-------- GIVEN PASSAGE
The phosphorylation of FgHapX mediated by the Ser/Thr kinase FgYak1 is required for the transcriptional activity of FgHapX.
(A) The mutations of FgHapX at 245 and 338 from Ser to Ala or loss of FgYak1 led to a decreased phosphorylation level of FgHapX. Proteins extracted from ΔFgHapX::FgHapX-mCherry, ΔFgHapX::FgHapX-CS245A/S338A-mCherry, or ΔFgYak1-HapX::FgHapX-mCherry were subjected to Phos-tag SDS-PAGE and normal SDS-PAGE followed by immunoblotting with an anti-mCherry antibody. (B) Sensitivity of the wild type, ΔFgHapX, ΔFgHapX-C, ΔFgHapX-CS245A/S338A and ΔFgYak1 to FeSO4. Each strain was inoculated on MM or PDA amended without or with FeSO4 at the indicated concentration, and then incubated at 25°C for 3 days. (C) Mycelial growth inhibition of each strain under each treatment was calculated after 3 days of incubation (B). Means and standard errors were calculated from three repeats. Significance was measured using unpaired t-test (n.s. not significant, *p < 0.05, **p < 0.01). (D) Relative transcription levels of iron-related genes in the wild type, ΔFgHapX, ΔFgHapX-CS245A/S338A, and ΔFgYak1 growth in CM for 1 day. The expression level of each gene in each mutant is the amount of mRNA relative to the same gene in the wild type. Means and standard errors of each gene were calculated from three repeats. Significance was measured using unpaired t-test (n.s. not significant, *p < 0.05, **p < 0.01, ***p < 0.001). (E) FgHapX interacts with FgYak1 in the co-immunoprecipitation (Co-IP) assay. Western blots of total proteins (input) from transformants expressing the FgYak1-Flag and/or FgHapX-mCherry constructs (upper panel), and the proteins eluted from anti-Flag agarose beads (lower panel) were detected with the anti-mCherry or anti-Flag antibody. Detection with the anti-GAPDH antibody was conducted for the protein loading reference. (F) FgYak1-Flag (red) interacts with FgHapX-mCherry (green) in the nucleus in the immunofluorescence assay. Nuclei were stained with DAPI. Bar = 1 μm.
----------------
-------- DATA FOR REVIEW
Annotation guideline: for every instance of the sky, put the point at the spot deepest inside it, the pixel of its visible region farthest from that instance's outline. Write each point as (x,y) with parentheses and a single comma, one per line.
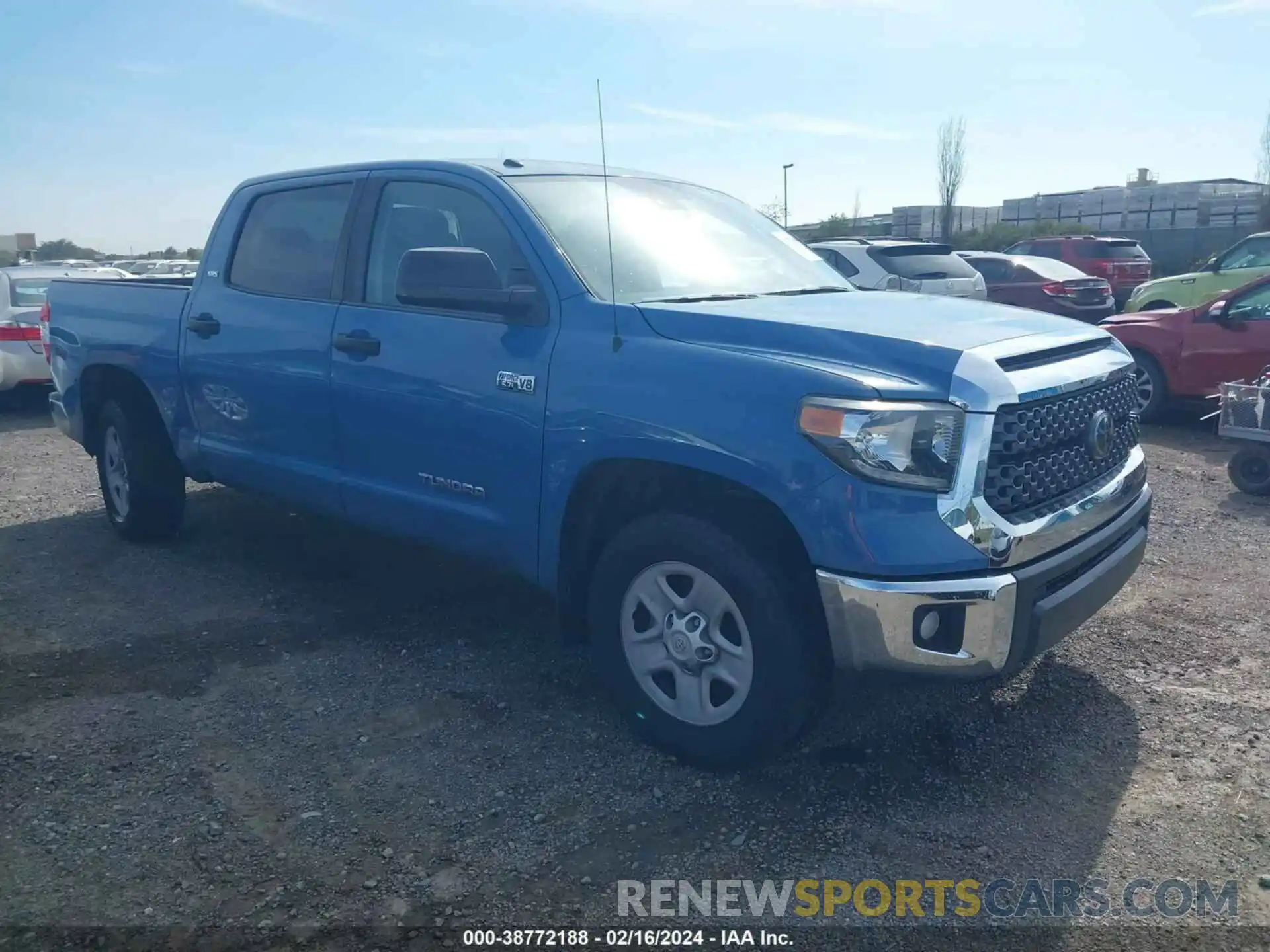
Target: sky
(126,124)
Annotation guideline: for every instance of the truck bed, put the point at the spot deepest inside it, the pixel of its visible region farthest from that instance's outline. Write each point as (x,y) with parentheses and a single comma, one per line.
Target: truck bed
(131,324)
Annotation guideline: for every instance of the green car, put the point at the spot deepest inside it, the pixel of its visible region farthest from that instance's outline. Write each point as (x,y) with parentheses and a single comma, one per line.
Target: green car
(1234,268)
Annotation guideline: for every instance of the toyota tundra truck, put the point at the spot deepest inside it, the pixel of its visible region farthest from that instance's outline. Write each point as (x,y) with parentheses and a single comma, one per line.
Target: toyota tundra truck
(732,470)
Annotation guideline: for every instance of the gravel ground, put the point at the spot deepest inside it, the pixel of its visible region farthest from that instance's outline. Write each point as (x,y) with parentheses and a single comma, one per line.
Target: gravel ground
(282,721)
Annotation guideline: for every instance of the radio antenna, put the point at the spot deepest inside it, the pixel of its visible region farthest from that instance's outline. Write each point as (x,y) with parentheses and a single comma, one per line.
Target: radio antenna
(609,221)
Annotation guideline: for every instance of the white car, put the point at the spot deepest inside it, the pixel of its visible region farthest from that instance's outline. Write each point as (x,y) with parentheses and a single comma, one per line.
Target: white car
(898,264)
(22,295)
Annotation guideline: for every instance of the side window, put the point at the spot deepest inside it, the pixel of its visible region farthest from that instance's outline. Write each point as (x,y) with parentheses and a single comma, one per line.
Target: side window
(994,270)
(414,215)
(1254,253)
(840,263)
(1254,306)
(290,241)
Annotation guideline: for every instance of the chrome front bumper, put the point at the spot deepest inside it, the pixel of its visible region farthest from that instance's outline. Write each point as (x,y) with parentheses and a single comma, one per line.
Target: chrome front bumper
(1044,576)
(1010,617)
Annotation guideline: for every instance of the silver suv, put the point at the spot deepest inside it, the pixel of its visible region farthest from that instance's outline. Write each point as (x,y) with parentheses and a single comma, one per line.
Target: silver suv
(887,264)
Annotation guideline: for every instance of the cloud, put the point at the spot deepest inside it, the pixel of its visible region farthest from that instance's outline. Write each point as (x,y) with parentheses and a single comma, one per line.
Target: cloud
(144,69)
(774,122)
(1234,7)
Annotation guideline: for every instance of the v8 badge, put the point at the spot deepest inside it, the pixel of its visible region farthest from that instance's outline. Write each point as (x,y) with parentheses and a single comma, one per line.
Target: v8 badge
(519,382)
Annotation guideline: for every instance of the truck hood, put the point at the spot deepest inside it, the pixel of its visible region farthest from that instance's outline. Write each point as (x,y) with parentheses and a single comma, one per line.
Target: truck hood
(901,346)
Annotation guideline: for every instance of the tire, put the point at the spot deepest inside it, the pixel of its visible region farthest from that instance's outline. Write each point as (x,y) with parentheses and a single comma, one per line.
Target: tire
(1250,470)
(143,484)
(726,720)
(1152,390)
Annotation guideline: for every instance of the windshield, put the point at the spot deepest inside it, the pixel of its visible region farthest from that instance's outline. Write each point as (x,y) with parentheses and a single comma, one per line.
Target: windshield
(28,292)
(921,262)
(669,240)
(1113,251)
(1050,270)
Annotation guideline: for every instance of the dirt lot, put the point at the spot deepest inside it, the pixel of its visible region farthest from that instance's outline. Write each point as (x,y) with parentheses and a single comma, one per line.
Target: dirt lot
(284,721)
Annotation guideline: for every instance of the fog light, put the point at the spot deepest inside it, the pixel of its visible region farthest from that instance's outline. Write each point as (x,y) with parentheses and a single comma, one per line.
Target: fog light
(940,627)
(929,625)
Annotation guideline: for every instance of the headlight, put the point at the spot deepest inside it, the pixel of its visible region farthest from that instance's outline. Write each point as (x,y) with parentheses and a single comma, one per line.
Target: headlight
(901,444)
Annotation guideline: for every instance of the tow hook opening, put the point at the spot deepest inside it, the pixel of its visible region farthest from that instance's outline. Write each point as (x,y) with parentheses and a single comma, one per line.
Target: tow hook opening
(940,629)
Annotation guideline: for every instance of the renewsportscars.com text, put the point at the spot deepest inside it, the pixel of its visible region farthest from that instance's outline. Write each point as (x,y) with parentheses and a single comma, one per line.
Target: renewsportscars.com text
(1000,899)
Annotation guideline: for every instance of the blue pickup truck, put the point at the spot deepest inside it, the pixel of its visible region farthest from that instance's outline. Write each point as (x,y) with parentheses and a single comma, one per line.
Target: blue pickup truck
(733,471)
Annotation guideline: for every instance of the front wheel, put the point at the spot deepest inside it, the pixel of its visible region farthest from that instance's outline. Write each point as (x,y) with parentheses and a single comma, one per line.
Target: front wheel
(708,651)
(1151,386)
(1250,470)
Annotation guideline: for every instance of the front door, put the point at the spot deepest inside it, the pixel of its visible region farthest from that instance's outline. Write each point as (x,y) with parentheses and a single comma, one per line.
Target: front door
(440,413)
(257,340)
(1221,352)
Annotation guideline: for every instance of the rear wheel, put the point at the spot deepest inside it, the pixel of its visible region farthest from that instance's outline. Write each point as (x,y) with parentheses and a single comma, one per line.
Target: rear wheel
(143,484)
(706,649)
(1250,470)
(1152,387)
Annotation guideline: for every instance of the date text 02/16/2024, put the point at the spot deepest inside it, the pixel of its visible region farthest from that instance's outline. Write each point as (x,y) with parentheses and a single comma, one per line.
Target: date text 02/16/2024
(626,938)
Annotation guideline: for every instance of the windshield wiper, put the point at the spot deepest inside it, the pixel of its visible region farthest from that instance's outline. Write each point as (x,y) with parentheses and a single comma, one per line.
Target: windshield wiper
(695,299)
(826,290)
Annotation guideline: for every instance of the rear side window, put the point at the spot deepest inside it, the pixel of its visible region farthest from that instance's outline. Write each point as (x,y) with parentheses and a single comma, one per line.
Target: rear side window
(840,263)
(1111,251)
(994,270)
(921,262)
(290,241)
(28,292)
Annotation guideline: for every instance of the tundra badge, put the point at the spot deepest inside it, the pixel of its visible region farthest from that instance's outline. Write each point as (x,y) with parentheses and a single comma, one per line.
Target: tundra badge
(452,485)
(520,382)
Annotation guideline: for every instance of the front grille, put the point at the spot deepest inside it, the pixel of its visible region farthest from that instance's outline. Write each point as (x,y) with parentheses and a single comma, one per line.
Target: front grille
(1040,459)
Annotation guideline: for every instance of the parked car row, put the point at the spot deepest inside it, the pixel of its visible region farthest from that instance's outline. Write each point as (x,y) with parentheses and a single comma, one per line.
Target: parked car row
(23,291)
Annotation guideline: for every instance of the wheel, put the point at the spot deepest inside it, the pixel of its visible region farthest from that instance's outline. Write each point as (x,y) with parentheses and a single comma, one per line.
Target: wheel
(1250,470)
(143,484)
(1152,387)
(710,655)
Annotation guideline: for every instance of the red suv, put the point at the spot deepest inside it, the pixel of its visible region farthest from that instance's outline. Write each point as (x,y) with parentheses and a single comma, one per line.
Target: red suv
(1188,352)
(1121,260)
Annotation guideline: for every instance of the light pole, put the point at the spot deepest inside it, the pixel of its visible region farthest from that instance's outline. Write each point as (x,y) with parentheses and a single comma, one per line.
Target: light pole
(786,206)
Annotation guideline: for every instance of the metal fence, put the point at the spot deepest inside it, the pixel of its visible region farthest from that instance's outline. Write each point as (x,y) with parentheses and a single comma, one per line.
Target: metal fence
(1176,251)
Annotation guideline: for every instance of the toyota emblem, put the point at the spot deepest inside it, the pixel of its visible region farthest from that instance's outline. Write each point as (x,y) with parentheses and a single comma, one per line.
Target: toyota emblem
(1097,436)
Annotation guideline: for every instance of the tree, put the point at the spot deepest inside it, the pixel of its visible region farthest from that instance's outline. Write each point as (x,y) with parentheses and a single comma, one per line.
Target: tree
(62,249)
(774,210)
(952,169)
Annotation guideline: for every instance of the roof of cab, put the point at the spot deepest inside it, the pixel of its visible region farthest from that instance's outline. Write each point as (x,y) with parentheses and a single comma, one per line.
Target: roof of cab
(498,168)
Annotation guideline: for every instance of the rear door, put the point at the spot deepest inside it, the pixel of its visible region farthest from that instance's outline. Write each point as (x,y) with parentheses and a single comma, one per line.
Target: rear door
(1221,352)
(257,343)
(440,412)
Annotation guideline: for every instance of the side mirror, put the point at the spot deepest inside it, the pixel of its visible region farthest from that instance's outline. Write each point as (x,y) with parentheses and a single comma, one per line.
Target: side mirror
(460,280)
(1221,313)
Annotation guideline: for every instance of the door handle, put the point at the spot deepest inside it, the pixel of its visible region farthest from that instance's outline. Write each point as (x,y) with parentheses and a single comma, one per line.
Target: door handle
(357,343)
(204,325)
----------------
• _CHECK YOUR UNDERSTANDING_:
1. In the FgHapX phosphorylation legend, at what temperature and for how long were the strains incubated on media with or without FeSO4?
2. Summarize the FgHapX phosphorylation legend in two sentences.
3. Proceed with the FgHapX phosphorylation legend, starting after its final sentence.

• _NUMBERED RESPONSES_:
1. At 25°C for 3 days.

2. Phosphorylation of FgHapX by the Ser/Thr kinase FgYak1 is required for FgHapX's transcriptional activity, and changing FgHapX residues 245 and 338 from Ser to Ala or losing FgYak1 lowered the phosphorylation level of FgHapX. The panels also show strain sensitivity to FeSO4, relative transcription of iron-related genes, and co-immunoprecipitation and immunofluorescence assays in which FgHapX interacts with FgYak1 in the nucleus.

3.
Fig 8.
A proposed model of iron homeostasis regulated by FgAtm1 in F. graminearum.
FgAtm1 regulates the export of GSH-linked [2Fe-2S] clusters from mitochondria to cytoplasm, subsequently affects the assembly of cytoplasmic Fe-S proteins nitrite reductase (FgNiiA) and xanthine dehydrogenase (FgXdh) that are key enzymes for non-preferred nitrogen utilization. The activated FgNiiA and FgXdh inhibit the transcription of nitrogen metabolism regulator FgAreA. FgAreA activates expression of the transcription repressor FgHapX, subsequently regulates the transcription of iron-related genes in F. graminearum. In addition, the function of FgHapX is dependent on its interacting protein FgGrx4 and phosphorylation mediated by kinase FgYak1.